# [Exercise description]
What follows is data; output all of it exactly as given.

# [Recorded data]
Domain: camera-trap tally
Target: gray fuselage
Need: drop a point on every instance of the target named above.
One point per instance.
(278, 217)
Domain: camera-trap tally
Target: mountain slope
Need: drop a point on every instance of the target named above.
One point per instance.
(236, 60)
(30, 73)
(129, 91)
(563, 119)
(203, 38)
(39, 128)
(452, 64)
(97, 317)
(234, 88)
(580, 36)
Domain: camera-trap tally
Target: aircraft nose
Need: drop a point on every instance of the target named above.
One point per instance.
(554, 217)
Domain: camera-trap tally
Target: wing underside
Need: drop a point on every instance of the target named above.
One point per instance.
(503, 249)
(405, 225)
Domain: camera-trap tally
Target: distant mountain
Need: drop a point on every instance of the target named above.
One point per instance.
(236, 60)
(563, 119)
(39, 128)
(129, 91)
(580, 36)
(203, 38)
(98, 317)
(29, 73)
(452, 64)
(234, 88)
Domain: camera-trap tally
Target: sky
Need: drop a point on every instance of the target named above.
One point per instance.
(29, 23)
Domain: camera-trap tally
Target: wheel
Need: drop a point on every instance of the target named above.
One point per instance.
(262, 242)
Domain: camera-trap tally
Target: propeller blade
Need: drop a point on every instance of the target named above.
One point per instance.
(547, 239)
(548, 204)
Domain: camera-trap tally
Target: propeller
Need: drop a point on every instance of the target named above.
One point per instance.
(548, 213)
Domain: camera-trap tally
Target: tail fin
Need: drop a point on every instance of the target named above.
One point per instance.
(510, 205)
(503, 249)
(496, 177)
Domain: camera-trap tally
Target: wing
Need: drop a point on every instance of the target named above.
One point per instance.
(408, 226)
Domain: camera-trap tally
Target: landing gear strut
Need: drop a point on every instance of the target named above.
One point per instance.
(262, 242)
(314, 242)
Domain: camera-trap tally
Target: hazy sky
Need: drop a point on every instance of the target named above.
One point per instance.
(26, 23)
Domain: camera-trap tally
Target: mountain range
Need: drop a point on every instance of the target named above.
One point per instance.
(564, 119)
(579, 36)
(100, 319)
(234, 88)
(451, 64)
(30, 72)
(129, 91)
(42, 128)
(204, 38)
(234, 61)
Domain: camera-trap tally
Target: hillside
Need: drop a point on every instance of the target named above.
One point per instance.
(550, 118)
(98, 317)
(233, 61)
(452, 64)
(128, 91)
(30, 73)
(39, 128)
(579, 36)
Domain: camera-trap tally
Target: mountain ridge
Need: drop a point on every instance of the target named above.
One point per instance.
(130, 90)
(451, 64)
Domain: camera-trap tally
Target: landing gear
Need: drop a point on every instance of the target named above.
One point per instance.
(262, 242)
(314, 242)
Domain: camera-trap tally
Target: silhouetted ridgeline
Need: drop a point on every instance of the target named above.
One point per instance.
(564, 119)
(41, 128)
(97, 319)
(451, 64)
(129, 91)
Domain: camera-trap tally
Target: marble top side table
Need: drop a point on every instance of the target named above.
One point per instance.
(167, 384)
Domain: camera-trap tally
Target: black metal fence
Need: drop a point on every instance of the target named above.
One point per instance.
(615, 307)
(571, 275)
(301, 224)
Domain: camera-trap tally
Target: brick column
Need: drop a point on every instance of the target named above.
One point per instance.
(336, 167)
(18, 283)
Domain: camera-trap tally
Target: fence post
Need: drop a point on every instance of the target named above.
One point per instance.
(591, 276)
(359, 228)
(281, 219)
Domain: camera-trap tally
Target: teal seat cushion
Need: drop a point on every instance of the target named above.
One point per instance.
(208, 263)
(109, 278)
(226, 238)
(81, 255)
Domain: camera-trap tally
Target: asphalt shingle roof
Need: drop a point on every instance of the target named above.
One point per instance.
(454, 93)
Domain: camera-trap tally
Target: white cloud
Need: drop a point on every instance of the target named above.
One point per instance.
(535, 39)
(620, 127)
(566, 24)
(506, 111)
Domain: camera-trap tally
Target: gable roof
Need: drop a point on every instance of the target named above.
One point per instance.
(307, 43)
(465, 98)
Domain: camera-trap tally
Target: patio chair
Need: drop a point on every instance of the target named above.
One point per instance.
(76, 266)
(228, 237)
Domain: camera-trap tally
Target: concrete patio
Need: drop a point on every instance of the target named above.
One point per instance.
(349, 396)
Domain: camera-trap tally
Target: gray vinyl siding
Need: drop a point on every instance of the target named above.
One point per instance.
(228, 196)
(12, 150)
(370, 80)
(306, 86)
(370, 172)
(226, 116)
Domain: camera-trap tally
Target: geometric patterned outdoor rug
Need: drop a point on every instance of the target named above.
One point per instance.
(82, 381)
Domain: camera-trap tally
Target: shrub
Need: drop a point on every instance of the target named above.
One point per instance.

# [Worked solution]
Domain: camera-trap tally
Target: gray fuselage
Need: drop a point on every instance of the target named above.
One point per instance.
(278, 217)
Domain: camera-trap tally
Target: mountain slope
Need: drop a point on every instance of the target named above.
One point per instance.
(236, 60)
(30, 73)
(129, 91)
(563, 119)
(203, 38)
(39, 128)
(452, 64)
(97, 317)
(234, 88)
(580, 36)
Domain: camera-trap tally
Target: aircraft nose
Need: drop a point on every instance of the target named above.
One point per instance.
(554, 217)
Domain: camera-trap tally
Target: wing underside
Need: drop a point on every instance of the target named above.
One point per instance.
(503, 249)
(405, 225)
Domain: camera-trap tally
Target: distant mountain
Need: drop a point on every instance of the target named above.
One point per instance.
(236, 60)
(563, 119)
(39, 128)
(129, 91)
(580, 36)
(203, 38)
(98, 317)
(29, 73)
(452, 64)
(234, 88)
Domain: camera-trap tally
Target: sky
Need: drop a point on every instance of the target named above.
One point per instance.
(29, 23)
Domain: camera-trap tally
Target: wheel
Need: drop a point on every instance of the target named above.
One point per instance.
(262, 242)
Domain: camera-trap tally
Target: propeller blade
Need: drop a point on every instance of the target named above.
One point per instance.
(547, 239)
(548, 204)
Domain: camera-trap tally
Target: propeller
Need: drop a point on every instance of the target named above.
One point per instance.
(548, 213)
Domain: camera-trap tally
Target: tail fin
Need: drop a point on every instance of the target named above.
One point per instance.
(510, 205)
(503, 249)
(496, 177)
Domain: camera-trap tally
Target: wing
Need: drop a point on every instance of the target named above.
One point per instance.
(408, 226)
Domain: camera-trap tally
Target: landing gear strut
Need: drop a point on every instance of the target named above.
One point per instance.
(262, 242)
(314, 242)
Domain: camera-trap tally
Target: hazy sky
Need: drop a point on every instance of the target named above.
One point per instance.
(26, 23)
Domain: camera-trap tally
Target: mountain range
Need: drop a point on every instance of the target named above.
One point per instance.
(564, 119)
(579, 36)
(100, 319)
(234, 88)
(451, 64)
(30, 72)
(129, 91)
(42, 128)
(204, 38)
(234, 61)
Domain: camera-trap tally
Target: hillside
Need: drop a point on every instance of the target named above.
One point per instance.
(550, 118)
(98, 317)
(233, 61)
(452, 64)
(128, 91)
(30, 73)
(39, 128)
(579, 36)
Domain: camera-trap tally
Target: mountain ridge
Need: drop a point on every instance of the target named above.
One point per instance.
(130, 90)
(451, 64)
Domain: camera-trap tally
Target: landing gear
Need: drop a point on every instance of the target named above.
One point per instance.
(262, 242)
(314, 242)
Domain: camera-trap tally
Target: silhouetted ridgeline
Need: drop a point on every instance of the target named above.
One point per instance.
(564, 119)
(41, 128)
(97, 319)
(451, 64)
(129, 91)
Domain: camera-trap tally
Target: marble top side table
Need: drop a point on every instance of the target named above.
One point per instance.
(167, 384)
Domain: camera-trap tally
Target: black metal fence
Need: drop a point on every instance of the target named above.
One point per instance.
(615, 307)
(571, 275)
(301, 224)
Domain: camera-trap tally
Target: brick column
Need: drop a point on every instance of the target named above.
One point per instance.
(336, 167)
(18, 283)
Domain: camera-trap tally
Target: fence post
Need: drop a point on every instance of the target named above.
One point per instance.
(591, 276)
(359, 228)
(281, 219)
Domain: camera-trap tally
Target: teal seat cushion
Need: drop a point on every instance of the target named above.
One point per instance.
(208, 263)
(109, 278)
(226, 238)
(81, 255)
Domain: camera-trap tally
Target: asphalt shingle roof
Need: drop a point on every instance of the target named above.
One point per instance.
(454, 93)
Domain: camera-trap tally
Target: white cloud
Need: drop a point on every instance of the target named above.
One point per instance.
(535, 39)
(620, 127)
(566, 24)
(506, 111)
Domain: camera-trap tally
Target: gable roof
Need: drop a point on every instance of the target named above.
One point per instance.
(307, 43)
(465, 98)
Domain: camera-trap tally
Target: patio chair
Need: drop a point on every instance of the target named above.
One point per instance.
(76, 266)
(228, 237)
Domain: camera-trap tally
Target: concrete patio
Need: drop a point on every instance of the target named above.
One point per instance.
(349, 396)
Domain: camera-trap tally
Target: gray vinyl siding
Need: drop a point on every instance of the target named above.
One point per instance.
(228, 196)
(12, 150)
(370, 80)
(306, 86)
(370, 172)
(226, 116)
Domain: camera-trap tally
Target: geometric patterned outdoor rug
Need: drop a point on every instance of the target named above.
One point per instance.
(82, 381)
Domain: camera-trap tally
Target: shrub
Need: drop a point on every instance of the target named above.
One point per instance.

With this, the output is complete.